* Description of the task:
Answer these from the article on the Tupac shooting:
1. On what day was the search warrant served?
2. What did Suge Knight say when he approached the paramedics?
3. How many days after the shooting did Tupac die?

* Extract provided:
Las Vegas First Responders Detail Tupac’s September 7 Shooting

Las Vegas first responders recall the infamous Tupac shooting that took place on September 7th after the Mike Tyson boxing match.

As news broke on Tuesday afternoon (July 18) involving a search warrant in connection with the Vegas shooting of Tupac Shakur, 8 News NOW Las Vegas dug into their vaults with an exclusive interview of two paramedics who attended to the rapper on September 7th.

According to reports, authorities in Nevada confirmed Tuesday (July 18) that they served a search warrant on Monday (July 17) in connection with the long-unsolved killing of rapper Tupac Shakur nearly 30 years ago. According to 8 News NOW Las Vegas, the search involved Duane “Keefe D” Davis who has spoken publicly during interviews on YouTube and his 2019 book, Compton Street Legend, about the Tupac Vegas shooting.

After witnessing multiple cop cars flying by the Vegas strip, two young paramedics decided to follow. Respectively, five years as a paramedic and only 22-years-old at the time of the Tupac shooting in Vegas, both paramedics can still recall the night vividly.

Las Vegas First Responders Detail Tupac's September

Arriving at the scene, the two paramedics were signaled by Las Vegas Metro police for assistance. This is when they were approached by Suge Knight who said, “Go help my buddy. My buddy is shot in the car.”

“Jim and I did everything that we could and gave him ample, but the general public does not know that,” recalled the former paramedic now firefighter. “There was a lot of chaos. A lot of cop cars.”

According to Jim, Suge Knight was grazed by a bullet, but did not want medical attention as his focus was on Tupac. “He wanted us to make sure that we took care of Tupac before him.”

Tupac was ushered into the ambulance along with 3 police officers and a police escort, not the typical portical, Shakur was then taken to UMC. Tupac would pass away 6 days later.

“We remember it like it was just yesterday. We’ve run thousands and thousands of calls since that call and we remember every detail like it was yesterday,” said the former first responder. “It’s sad and he had a lot going for him. I’m sure he would be making music today.”

* Data under study:

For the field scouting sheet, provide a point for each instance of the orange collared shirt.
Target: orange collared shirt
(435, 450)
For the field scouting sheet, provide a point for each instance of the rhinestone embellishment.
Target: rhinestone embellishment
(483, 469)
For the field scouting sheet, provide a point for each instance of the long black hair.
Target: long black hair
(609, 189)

...

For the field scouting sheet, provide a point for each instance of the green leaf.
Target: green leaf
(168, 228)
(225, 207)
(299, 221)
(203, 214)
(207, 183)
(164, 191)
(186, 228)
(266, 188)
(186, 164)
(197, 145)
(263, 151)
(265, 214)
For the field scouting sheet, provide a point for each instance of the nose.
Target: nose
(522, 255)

...

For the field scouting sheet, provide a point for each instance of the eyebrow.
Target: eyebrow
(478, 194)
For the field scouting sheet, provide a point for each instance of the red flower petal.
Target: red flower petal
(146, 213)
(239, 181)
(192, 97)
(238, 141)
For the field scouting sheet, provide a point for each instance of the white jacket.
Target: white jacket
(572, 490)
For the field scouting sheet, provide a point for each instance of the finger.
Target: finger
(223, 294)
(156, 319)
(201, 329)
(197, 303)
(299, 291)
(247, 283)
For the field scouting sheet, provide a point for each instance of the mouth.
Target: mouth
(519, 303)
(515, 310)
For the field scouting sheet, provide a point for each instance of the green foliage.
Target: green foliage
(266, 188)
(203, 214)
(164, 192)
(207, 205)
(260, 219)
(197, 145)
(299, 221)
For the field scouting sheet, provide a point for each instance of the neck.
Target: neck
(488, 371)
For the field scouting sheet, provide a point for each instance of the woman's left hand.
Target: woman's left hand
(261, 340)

* Task solution:
1. Monday (July 17).
2. "Go help my buddy. My buddy is shot in the car."
3. Six days later.